#### [Excerpt]
It's a perrenial bugbear of mine, as you can tell from this earlier piece in 2012 where I bemoan the overuse of the term 'Earth-like'.

Here's why.

Kepler-452b has a physical diameter 60% larger than Earth, but owing to the distance of its system (those 1,400 long light years), we can't yet acquire the necessary astronomical data (high-precision spectroscopic Doppler data) to estimate the planet's mass and composition. This world might be significantly less massive than the Earth, but with a high water abundance (or conceivably a thick hydrogen atmosphere), or much more massive (even 10 times more if it has a high iron content).

We also don't know the shape of the orbit - it could be quite elliptical, altering the nature of energy input from the parent star and therefore the planetary climate. We have no idea what its rotation rate is - its day-length - or its axial tilt, critical ingredients for understanding thermodynamic conditions. We don't know what, if any, atmosphere the planet harbors, a key ingredient for deducing its surface conditions, and the true likelihood of liquid surface water.

We don't know whether or not it has any moons, or what the architecture is of the rest of Kepler-452b's planetary system. Does it have sister worlds? Does it get pummeled by asteroids?

#### [Tasks to carry out]
[1] Using the excerpt on Kepler-452b, answer each question.
(a) How much larger is the physical diameter of Kepler-452b than that of Earth?
(b) How far away is the system of Kepler-452b?
(c) What kind of astronomical data cannot yet be acquired to estimate the planet's mass and composition?
[2] Summarize the excerpt on Kepler-452b in two sentences.
[3] Write out the part of the excerpt on Kepler-452b starting with "We also don't" and going on through "liquid surface water.".

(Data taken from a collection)
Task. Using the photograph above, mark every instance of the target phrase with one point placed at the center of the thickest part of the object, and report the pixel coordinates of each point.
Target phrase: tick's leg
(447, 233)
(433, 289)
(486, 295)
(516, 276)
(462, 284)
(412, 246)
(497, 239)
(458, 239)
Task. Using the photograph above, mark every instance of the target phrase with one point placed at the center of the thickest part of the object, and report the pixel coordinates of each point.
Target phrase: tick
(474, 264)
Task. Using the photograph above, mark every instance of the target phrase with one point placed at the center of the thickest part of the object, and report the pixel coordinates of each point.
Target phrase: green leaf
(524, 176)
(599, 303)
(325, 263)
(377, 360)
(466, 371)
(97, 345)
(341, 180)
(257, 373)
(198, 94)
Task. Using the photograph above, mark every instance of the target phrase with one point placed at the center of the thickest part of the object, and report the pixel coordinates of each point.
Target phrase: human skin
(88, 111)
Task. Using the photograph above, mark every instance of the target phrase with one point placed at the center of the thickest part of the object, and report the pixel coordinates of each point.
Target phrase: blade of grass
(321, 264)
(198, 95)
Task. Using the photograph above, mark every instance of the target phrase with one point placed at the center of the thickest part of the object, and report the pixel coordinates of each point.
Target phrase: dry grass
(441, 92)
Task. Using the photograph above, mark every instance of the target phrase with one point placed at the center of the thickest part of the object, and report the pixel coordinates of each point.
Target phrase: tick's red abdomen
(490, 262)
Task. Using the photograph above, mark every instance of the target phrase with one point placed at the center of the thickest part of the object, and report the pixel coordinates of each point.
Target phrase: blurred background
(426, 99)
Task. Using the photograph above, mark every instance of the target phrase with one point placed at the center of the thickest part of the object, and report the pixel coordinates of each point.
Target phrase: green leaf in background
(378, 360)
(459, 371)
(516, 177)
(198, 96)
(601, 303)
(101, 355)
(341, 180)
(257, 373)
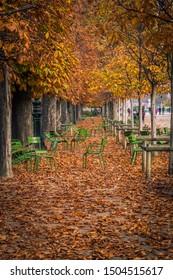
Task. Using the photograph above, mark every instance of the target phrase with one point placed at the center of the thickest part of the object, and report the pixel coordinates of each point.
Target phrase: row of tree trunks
(5, 126)
(16, 120)
(22, 115)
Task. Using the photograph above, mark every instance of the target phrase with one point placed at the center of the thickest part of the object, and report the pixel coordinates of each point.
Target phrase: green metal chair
(135, 148)
(55, 136)
(20, 154)
(49, 156)
(78, 138)
(34, 144)
(95, 149)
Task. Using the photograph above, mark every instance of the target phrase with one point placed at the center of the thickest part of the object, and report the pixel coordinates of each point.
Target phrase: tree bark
(22, 124)
(63, 111)
(170, 167)
(58, 115)
(140, 112)
(5, 127)
(49, 113)
(131, 109)
(153, 108)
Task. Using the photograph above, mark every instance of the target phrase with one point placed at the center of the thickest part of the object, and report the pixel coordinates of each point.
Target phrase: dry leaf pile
(111, 213)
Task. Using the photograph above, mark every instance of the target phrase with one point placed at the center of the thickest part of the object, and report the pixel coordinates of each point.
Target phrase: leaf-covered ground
(111, 213)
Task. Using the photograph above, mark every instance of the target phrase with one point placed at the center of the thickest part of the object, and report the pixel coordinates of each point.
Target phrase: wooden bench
(149, 148)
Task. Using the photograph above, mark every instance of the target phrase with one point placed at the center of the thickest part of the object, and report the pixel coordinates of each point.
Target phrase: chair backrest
(53, 147)
(144, 132)
(34, 142)
(103, 144)
(16, 144)
(48, 136)
(166, 130)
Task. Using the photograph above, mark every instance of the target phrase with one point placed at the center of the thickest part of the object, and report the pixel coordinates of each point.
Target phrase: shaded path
(91, 214)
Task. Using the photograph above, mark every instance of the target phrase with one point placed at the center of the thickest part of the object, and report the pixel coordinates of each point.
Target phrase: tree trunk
(5, 127)
(49, 113)
(131, 111)
(114, 113)
(22, 124)
(153, 108)
(58, 115)
(63, 111)
(170, 168)
(119, 109)
(80, 110)
(140, 112)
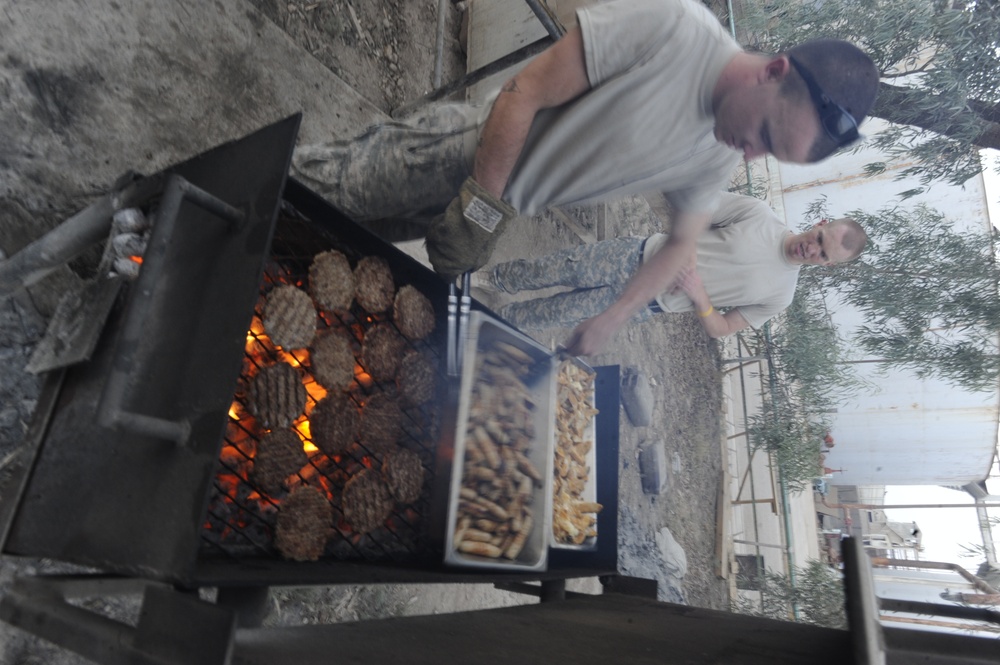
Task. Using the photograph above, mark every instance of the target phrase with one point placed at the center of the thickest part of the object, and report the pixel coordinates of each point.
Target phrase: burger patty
(332, 360)
(381, 422)
(416, 378)
(404, 475)
(366, 501)
(279, 455)
(289, 317)
(382, 351)
(375, 289)
(305, 523)
(276, 395)
(333, 423)
(332, 281)
(413, 313)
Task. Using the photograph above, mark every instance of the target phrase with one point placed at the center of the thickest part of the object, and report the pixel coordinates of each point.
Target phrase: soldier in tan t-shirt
(747, 264)
(640, 95)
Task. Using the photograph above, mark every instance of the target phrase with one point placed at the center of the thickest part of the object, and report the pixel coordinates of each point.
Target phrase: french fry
(573, 518)
(498, 478)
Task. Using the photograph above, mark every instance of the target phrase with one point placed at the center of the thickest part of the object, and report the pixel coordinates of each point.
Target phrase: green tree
(940, 71)
(818, 595)
(928, 294)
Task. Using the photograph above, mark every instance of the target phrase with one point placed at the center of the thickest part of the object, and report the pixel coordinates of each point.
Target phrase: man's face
(822, 245)
(756, 119)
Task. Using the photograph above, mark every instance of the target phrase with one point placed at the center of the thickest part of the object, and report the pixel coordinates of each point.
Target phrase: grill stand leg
(174, 627)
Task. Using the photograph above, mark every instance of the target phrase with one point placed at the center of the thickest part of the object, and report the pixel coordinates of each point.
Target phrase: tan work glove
(463, 238)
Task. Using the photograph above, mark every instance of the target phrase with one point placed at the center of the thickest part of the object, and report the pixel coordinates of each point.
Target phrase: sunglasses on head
(837, 122)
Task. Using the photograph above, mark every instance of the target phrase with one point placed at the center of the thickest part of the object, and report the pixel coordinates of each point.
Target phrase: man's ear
(777, 68)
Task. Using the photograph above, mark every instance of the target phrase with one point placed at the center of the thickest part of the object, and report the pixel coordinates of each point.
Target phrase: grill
(144, 445)
(241, 515)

#### [Outputs in order]
[1]
(a) 60% larger.
(b) 1,400 light years.
(c) High-precision spectroscopic Doppler data.

[2] Kepler-452b has a diameter 60% larger than Earth's, but its system is too distant to gather the data needed to estimate its mass and composition, so it could be much less massive or much more massive than Earth. Its orbital shape, rotation rate, axial tilt, atmosphere, moons, and the rest of its planetary system are all unknown, even though these factors bear on its climate and surface conditions.

[3]
We also don't know the shape of the orbit - it could be quite elliptical, altering the nature of energy input from the parent star and therefore the planetary climate. We have no idea what its rotation rate is - its day-length - or its axial tilt, critical ingredients for understanding thermodynamic conditions. We don't know what, if any, atmosphere the planet harbors, a key ingredient for deducing its surface conditions, and the true likelihood of liquid surface water.